Exercise instructions
Print each line of the listing once more, precisely as given.

Given data
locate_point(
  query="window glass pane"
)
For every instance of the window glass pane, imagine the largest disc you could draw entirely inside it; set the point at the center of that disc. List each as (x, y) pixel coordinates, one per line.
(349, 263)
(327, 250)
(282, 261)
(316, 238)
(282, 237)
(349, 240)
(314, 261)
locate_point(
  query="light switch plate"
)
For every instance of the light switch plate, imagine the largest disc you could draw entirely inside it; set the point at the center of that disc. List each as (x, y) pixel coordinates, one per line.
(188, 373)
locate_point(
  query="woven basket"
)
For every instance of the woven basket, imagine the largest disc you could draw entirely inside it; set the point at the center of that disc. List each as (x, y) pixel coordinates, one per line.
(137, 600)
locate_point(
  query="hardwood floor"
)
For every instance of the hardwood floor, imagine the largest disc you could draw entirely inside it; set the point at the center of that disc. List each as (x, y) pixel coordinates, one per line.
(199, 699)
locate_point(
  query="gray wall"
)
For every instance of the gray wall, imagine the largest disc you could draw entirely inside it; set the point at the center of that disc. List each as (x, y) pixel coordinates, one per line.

Written solution
locate_point(
  query="window glass pane"
)
For every instance of the window glass pane, imagine the largest disc you could draw entirely inside it; set the point at the center of that disc. List each as (x, y) pixel coordinates, one per line.
(349, 263)
(327, 250)
(282, 261)
(316, 238)
(282, 237)
(349, 240)
(314, 261)
locate_point(
  query="light switch plate"
)
For every instance of the light switch plate, imagine the largest disc you could draw entirely inside it; set the point at the center of that disc. List each as (x, y) pixel coordinates, one per line.
(188, 373)
locate_point(
  query="woven basket"
)
For every instance of the woven basket, imagine the largest disc you could draw entirely inside it; set the point at the center of that disc. List each as (x, y) pixel coordinates, one per line.
(137, 600)
locate_point(
  query="hardwood floor"
)
For every instance of the hardwood floor, imagine the largest disc you could draw entirely inside it; set the point at the center of that disc. List each as (x, y) pixel coordinates, one per line.
(199, 699)
locate_point(
  query="gray wall"
)
For every instance of the gray wall, imagine the largest disc you could draw entirely inside it; set the point at the center of that disc. List each as (x, y) pixel coordinates, one per line.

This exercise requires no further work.